#### Exercise aim:
Only the pictures are to be omitted; every entry beneath should otherwise be duplicated exactly.

#### Task data:
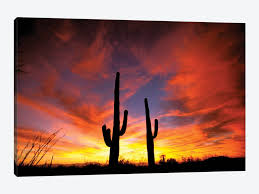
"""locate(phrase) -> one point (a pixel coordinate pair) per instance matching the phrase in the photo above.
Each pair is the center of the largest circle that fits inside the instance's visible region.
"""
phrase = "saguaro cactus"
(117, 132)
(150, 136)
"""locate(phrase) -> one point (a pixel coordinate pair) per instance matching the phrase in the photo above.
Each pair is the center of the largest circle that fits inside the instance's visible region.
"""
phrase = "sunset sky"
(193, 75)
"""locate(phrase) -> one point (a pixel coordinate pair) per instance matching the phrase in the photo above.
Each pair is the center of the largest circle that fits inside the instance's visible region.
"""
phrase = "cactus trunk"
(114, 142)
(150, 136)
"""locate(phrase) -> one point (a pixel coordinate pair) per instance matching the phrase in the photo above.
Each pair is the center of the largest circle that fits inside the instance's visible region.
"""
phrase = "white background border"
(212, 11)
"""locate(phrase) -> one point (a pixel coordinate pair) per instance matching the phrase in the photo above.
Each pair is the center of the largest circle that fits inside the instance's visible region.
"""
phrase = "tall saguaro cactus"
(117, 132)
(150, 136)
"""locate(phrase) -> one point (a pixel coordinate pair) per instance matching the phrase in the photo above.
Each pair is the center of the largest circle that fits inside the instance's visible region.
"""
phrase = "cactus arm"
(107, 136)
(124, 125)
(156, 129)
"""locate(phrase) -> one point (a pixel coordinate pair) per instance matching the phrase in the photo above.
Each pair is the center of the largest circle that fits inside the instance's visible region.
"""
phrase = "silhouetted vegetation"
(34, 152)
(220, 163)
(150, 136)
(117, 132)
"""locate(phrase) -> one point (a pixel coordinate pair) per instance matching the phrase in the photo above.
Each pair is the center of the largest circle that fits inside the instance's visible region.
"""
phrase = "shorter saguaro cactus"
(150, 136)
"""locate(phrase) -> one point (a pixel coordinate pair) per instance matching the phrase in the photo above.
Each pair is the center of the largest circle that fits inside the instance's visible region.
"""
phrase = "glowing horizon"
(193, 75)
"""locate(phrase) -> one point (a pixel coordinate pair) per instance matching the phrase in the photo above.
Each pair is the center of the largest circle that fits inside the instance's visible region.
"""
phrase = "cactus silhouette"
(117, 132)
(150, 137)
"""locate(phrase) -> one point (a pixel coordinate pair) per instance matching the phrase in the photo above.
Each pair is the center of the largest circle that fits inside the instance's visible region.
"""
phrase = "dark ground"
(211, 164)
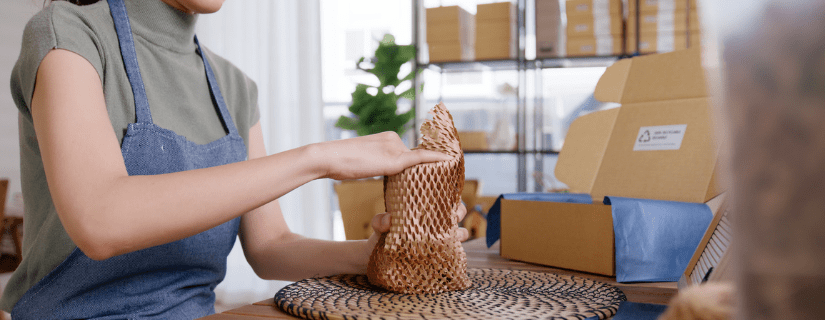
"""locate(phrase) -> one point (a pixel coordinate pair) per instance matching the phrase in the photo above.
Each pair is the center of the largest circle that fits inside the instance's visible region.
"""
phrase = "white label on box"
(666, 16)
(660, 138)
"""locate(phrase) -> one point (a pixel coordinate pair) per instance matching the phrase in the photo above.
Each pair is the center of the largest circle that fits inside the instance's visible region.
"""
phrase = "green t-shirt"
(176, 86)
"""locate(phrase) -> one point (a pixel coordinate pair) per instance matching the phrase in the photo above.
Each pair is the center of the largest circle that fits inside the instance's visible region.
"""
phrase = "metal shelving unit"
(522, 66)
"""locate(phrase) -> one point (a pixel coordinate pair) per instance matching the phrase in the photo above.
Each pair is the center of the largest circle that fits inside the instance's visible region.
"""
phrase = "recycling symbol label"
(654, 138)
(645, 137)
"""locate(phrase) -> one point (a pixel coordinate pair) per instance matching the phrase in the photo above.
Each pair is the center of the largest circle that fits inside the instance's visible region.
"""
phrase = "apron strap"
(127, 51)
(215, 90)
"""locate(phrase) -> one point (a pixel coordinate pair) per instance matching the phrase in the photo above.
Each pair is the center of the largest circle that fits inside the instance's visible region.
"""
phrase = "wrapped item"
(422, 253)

#### Solution to the problem:
"""locate(phrase) -> one point (a pixel coordinate pair) per instance matching the phrase in the photo above.
Each pair is the center of the largest circle that fits inside the instance's visible region.
"""
phrase = "saguaro cactus"
(117, 132)
(150, 136)
"""locate(phrase) -> one point (a pixel coordinate pair) per instance matching the phrase in the photo above.
Each pair is the center of the largest circle that fits inside the instance's visible region.
"""
phrase = "sunset sky"
(193, 75)
"""locate(phrase) -> one point (a pixel coordinate pair) per instance matching the phrase in the photo above.
Each pair is the center of the largest circle that fits inside the instance's visible region.
"""
phrase = "cactus trunk"
(114, 142)
(150, 136)
"""locate(phrase) -> one point (a pixel coordinate pair) per instance matching the phrase in the photo above.
Each pair is the center of the largest circle that fits inside the instance's visible region.
"""
phrase = "white background border"
(212, 11)
"""locate(phrase) -> one point (a pixel coordinate pair) per instance matching the phrase in the photo above.
Each pair is the center of the largest circle that fits inside the instance's visible region.
"""
phrase = "tall saguaro cactus"
(117, 132)
(150, 136)
"""locate(phrase) -> one point (a pixel coordinate pair) per instance matching the phrase in the photo above.
Each pair is the center of the largest circle that fits inside the instance's visible region.
"""
phrase = "cactus arm"
(107, 136)
(124, 125)
(156, 129)
"""locate(phrase) -> one point (a pixel coordinate pair) per instance matching the phrase in the photo above.
Each pair is the center of the largest circle that fits inside the instance's visible region.
"""
phrase = "silhouetted vegetation"
(34, 152)
(220, 163)
(150, 136)
(117, 132)
"""locate(phrase) -> one point (a pixel coordinate pair) per instance matching the phrase in the photo above.
Each pair is the center of the largest circle that fits inside the instance's visible region.
"""
phrase = "shorter saguaro cactus"
(150, 136)
"""locate(phrase) -> one point (a pixel coordinate pair) per instance matching the phrase in the photo above.
Each pair is the center of the largest circle that fits inside the instance's visible region.
"""
phrase = "glowing horizon"
(193, 75)
"""locate(phrase) -> one point (a pixel coordinate pair) per instance matching the phrase in the photo above.
Each pair is the center of the largest circle that fits inside the instance's visible region.
"""
phrase = "cactus silhouette"
(117, 132)
(150, 137)
"""locate(phrase) -> one point (a pixel coordinate pair) per instance matching the phrase in the photo above.
Each pair is the center of the largest circle that fits inside the instance's visible region.
"""
phrase = "dark ground"
(211, 164)
"""locate(phrase) -> one point (a pixel coordinate pair) per instance matching the phrase in the photo above.
Each pair is the center of the largest circle that fits inside the instance's visible region.
"""
phrase = "white label on box"
(666, 16)
(660, 138)
"""locate(phrase) -> one point (a pixel coordinate pair) per instance matching the phrase in the photo above.
Each pair is the center of the largest circle that fits inside the instance's visible region.
"""
phrase = "green t-shirt"
(176, 86)
"""locate(phrase) -> one point (a pixel coordinate pair) per instance matching the phrase in the photo above.
Each pair is the center of the largest circle that fits inside the instance's visible region.
"""
phrase = "metal shelving unit"
(522, 66)
"""locate(phrase) -> one point (a pixel coordinate pair) per instance matching the phrase in the photo above.
Each pair is the center of the largest circle that fits inside the instance's visible region.
"""
phrase = "recycling symbol label"
(654, 138)
(645, 137)
"""locate(phrase) -> one point (a pixel coordinate pair) per instance matching the phrase in the photo above.
Each pair is the center of the largest circle that fits inside the instance's visible region.
"""
phrase = "apron strap"
(127, 51)
(215, 90)
"""locate(phrase) -> one point (a pixel coordinate pair) per instance matching the phrase in the photo above.
Each pair is the center of the largest circle that fits inside the instance's visible region.
"""
phrase = "wrapped item"
(422, 253)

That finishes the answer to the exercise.